→ SELECTED TEXT
I'll do something similar when I'm at work. Whatever I want to work on in the evening, I'll play it in the background at work all day, then when I get home and start working on the piece, I feel more familiarity since I've had it in my ears all day

doesn't work for everybody, but it works for me, or at least I believe it works so I keep doing it


----------



## EvaBaron (Jan 3, 2022)

I listen to short pieces the same way as I do long pieces. I never have any of problem just putting it on


----------



## Kreisler jr (Apr 21, 2021)

I usually listen to "portions", if the short pieces are not already organized in a standard/fixed collection (like e.g. Chopin's etudes). That is, I listen to a bunch of them, not only one or two but rarely a whole disc (often too long, unless one knows the pieces quite well already).


----------



## pianozach (May 21, 2018)

iTunes has options for Smart Playlists. Choose Create Smart Playlist, then select Genre: Classical, and Time: < 6:00 (or whatever time you like)

→ COMPLETE THE FOLLOWING
**1.** In the forum thread about listening to short pieces, which Genre setting does pianozach suggest for an iTunes Smart Playlist?
**2.** Write what comes next in the forum thread about listening to short pieces, picking up after its final post.

→ DATASET RECORDS
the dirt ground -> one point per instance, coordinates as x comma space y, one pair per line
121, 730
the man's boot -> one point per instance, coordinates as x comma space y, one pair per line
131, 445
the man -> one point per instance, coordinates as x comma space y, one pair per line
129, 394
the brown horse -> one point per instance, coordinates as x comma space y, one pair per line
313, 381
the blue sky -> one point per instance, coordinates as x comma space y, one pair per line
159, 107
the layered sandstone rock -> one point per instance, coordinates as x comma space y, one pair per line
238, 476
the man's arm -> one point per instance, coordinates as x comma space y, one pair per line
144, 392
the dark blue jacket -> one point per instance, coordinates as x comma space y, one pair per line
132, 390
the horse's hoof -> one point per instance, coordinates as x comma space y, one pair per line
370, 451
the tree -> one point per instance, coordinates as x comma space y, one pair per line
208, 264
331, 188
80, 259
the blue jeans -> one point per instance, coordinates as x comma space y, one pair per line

→ ANSWER SET
**1.** Classical.

**2.**
You could also use the search feature (search for "Classical") in conjunction then sort by "Time (shortest to longest)", and the shortest will be first, with each piece being longer than the last [Shuffle Mode 'off'].


----------



## bagpipers (Jun 29, 2013)

The Purcell orchestra suites work together or individually same with the Bach suite/partita's or Beethoven Bagatelles or Chopin piano works and Liszt works.
The 24 Capricio's by Paganini also and Sor Estudios for guitar.

David Ludwig wrote a series of Microludes for Saxophone quartet


----------



## golfer72 (Jan 27, 2018)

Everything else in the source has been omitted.